#### Work to do:
Recast everything from the line containing "Note to the class: point to the tall" down to the end of the records as a two-column CSV headed text and answer, with one row per record and nothing from earlier lines. Put each value in a single quoted field, turning line breaks into spaces.
________________
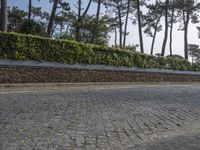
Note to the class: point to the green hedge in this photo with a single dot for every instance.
(26, 47)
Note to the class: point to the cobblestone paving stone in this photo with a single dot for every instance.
(98, 119)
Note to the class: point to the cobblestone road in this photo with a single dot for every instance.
(161, 117)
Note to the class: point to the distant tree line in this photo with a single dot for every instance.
(110, 16)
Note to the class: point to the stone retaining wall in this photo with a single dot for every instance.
(44, 74)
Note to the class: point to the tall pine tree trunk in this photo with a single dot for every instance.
(79, 19)
(29, 9)
(4, 15)
(171, 29)
(154, 35)
(95, 28)
(166, 28)
(140, 27)
(126, 22)
(115, 36)
(120, 27)
(186, 35)
(52, 17)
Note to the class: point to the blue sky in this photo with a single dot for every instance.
(178, 36)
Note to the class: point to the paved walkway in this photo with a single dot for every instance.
(152, 118)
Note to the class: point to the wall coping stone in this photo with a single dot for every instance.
(9, 62)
________________
#### Result of this task:
text,answer
"Note to the class: point to the tall pine tree trunk in this photo with a single dot for every instance.","(79, 19) (29, 9) (4, 15) (171, 29) (154, 35) (95, 28) (166, 28) (140, 27) (126, 22) (115, 36) (120, 27) (186, 35) (52, 17)"
"Note to the class: point to the blue sky in this photo with a single dot for every instance.","(178, 36)"
"Note to the class: point to the paved walkway in this photo with a single dot for every instance.","(152, 118)"
"Note to the class: point to the wall coping stone in this photo with a single dot for every instance.","(9, 62)"